#### WORK TO COMPLETE
Rewrite everything from the line containing "Q: Point out the ceiling truss" down to the line containing "x=723 y=133", with "ceiling truss" changed to "roof truss" and nothing else altered. Return only those lines.
______________________________
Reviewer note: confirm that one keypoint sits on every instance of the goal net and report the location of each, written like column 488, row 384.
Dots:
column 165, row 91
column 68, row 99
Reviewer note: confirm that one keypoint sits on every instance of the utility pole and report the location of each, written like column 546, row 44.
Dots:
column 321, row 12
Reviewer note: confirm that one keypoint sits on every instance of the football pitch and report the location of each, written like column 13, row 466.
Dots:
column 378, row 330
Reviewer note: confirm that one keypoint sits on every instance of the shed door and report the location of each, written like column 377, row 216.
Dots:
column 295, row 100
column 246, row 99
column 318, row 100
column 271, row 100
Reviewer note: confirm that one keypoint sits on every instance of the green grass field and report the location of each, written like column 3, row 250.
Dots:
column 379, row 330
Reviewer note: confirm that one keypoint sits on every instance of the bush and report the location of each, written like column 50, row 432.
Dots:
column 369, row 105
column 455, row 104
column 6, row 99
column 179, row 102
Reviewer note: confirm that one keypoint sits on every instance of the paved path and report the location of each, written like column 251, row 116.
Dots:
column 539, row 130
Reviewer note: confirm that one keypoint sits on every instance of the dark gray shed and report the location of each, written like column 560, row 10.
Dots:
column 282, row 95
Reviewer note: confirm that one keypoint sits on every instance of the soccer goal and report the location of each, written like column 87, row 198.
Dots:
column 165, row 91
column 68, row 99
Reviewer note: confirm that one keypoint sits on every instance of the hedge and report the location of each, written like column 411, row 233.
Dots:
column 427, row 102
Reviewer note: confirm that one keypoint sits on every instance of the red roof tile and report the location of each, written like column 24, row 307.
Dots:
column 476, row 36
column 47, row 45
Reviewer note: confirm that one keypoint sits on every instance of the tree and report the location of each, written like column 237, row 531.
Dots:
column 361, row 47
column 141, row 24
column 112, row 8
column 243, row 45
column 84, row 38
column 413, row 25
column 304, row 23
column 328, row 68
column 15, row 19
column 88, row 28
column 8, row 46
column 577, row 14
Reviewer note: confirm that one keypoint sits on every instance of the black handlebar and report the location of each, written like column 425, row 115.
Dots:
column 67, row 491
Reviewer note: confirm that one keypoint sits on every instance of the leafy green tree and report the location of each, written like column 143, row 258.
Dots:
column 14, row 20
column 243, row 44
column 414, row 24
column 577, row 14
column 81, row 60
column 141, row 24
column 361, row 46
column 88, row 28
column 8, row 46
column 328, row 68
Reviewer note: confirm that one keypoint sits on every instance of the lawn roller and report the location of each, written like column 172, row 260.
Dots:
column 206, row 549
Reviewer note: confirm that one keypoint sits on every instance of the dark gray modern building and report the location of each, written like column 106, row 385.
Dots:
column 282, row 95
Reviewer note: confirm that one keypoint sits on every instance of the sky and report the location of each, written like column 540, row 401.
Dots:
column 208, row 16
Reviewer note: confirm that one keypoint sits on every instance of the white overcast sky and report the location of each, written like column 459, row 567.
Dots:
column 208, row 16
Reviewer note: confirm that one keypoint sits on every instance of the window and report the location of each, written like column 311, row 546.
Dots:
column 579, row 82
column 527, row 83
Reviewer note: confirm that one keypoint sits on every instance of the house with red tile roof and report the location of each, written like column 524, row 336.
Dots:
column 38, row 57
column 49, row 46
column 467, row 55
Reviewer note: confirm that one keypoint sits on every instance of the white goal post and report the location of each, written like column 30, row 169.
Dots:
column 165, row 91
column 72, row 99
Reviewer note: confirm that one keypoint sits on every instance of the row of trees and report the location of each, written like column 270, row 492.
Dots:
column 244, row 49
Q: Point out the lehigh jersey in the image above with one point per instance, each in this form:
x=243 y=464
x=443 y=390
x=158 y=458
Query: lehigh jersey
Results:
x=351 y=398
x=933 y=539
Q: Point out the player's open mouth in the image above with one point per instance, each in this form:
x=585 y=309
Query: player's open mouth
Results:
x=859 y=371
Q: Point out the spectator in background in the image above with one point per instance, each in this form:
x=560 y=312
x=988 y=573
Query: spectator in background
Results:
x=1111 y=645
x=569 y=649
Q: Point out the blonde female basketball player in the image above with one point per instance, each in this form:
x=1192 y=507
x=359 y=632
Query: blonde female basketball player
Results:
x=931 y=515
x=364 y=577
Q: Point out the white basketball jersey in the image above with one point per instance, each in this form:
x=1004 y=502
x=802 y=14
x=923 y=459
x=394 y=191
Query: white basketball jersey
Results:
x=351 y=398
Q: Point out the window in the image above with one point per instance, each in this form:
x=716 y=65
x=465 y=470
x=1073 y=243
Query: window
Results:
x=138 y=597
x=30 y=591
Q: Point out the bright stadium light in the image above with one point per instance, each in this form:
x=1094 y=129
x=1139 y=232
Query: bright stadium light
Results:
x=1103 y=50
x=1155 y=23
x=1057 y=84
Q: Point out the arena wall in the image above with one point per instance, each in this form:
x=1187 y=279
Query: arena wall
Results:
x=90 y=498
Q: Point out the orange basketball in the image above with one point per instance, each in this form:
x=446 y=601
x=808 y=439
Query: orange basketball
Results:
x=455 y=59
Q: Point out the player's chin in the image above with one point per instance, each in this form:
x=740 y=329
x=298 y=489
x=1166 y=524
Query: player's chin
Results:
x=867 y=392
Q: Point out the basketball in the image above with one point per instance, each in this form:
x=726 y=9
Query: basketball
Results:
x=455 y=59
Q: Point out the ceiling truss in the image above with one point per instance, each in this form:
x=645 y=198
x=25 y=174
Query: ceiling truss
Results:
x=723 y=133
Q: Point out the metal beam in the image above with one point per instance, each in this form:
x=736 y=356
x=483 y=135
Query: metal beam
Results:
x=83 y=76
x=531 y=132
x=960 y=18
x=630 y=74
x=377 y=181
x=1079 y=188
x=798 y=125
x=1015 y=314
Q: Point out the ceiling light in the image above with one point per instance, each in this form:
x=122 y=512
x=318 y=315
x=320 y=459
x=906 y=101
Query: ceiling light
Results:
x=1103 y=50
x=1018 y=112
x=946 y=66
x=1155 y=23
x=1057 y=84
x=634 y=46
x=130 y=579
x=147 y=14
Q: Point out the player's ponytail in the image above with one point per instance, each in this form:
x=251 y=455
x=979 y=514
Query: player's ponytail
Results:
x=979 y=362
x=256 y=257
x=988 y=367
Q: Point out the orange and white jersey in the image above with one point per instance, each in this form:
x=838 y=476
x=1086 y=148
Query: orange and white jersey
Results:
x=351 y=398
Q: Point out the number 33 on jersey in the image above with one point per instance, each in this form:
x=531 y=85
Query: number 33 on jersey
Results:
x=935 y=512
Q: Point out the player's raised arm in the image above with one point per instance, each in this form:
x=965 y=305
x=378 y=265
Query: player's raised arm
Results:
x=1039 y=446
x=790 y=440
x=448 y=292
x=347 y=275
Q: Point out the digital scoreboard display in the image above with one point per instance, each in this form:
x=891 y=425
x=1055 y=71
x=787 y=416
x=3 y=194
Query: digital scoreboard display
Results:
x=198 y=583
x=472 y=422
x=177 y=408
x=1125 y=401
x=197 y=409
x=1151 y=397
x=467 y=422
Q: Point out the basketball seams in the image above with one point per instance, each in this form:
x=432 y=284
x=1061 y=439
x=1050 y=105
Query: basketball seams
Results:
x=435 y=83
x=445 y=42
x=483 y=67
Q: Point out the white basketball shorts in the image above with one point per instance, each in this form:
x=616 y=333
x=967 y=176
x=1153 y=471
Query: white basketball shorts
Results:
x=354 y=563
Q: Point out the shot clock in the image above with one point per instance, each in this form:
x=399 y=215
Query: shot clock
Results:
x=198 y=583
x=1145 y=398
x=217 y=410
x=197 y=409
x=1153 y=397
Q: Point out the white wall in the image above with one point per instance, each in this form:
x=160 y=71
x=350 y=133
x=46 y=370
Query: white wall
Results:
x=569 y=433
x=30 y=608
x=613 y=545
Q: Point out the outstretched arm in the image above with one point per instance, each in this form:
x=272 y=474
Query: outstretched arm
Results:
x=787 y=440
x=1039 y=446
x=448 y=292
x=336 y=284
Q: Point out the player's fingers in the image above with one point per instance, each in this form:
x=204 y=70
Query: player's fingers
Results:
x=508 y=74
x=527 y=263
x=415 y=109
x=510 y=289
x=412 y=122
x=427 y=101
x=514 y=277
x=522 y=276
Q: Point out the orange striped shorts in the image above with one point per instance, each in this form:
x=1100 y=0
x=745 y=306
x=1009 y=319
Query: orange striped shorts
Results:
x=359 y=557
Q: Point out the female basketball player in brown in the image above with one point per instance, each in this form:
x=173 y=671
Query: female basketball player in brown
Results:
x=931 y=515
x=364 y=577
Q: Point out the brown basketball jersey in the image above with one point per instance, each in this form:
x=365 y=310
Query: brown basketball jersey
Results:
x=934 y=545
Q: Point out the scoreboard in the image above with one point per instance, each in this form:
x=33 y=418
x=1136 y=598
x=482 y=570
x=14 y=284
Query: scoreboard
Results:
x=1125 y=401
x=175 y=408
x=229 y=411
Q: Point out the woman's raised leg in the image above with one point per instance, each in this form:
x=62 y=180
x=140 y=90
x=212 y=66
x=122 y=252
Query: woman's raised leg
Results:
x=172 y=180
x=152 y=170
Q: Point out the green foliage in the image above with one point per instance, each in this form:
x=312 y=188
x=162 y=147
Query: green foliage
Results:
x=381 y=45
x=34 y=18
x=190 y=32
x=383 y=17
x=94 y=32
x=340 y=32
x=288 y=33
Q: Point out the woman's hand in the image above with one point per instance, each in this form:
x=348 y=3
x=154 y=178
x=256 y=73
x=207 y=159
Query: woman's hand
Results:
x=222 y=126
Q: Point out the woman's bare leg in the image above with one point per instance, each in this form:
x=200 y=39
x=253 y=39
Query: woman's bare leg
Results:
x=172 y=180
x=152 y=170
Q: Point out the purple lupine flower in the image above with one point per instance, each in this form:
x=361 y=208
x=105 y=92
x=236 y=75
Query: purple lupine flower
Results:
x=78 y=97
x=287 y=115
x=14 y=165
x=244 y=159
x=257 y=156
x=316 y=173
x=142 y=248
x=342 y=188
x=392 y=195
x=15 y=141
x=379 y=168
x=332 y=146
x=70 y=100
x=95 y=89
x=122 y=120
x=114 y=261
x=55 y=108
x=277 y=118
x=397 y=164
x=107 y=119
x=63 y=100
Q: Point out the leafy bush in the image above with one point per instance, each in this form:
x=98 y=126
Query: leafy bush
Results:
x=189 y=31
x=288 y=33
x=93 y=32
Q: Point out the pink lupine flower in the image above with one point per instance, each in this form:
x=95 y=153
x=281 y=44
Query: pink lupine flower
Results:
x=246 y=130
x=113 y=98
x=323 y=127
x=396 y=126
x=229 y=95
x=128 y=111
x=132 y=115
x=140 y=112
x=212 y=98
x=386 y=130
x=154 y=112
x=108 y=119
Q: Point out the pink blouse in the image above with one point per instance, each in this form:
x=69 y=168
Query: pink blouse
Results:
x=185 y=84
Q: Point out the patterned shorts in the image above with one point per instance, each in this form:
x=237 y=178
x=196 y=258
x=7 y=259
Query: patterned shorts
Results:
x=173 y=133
______________________________
#### FINAL RESULT
Q: Point out the roof truss in the image above with one point per instance, each in this form:
x=645 y=198
x=25 y=174
Query: roof truss
Results:
x=723 y=133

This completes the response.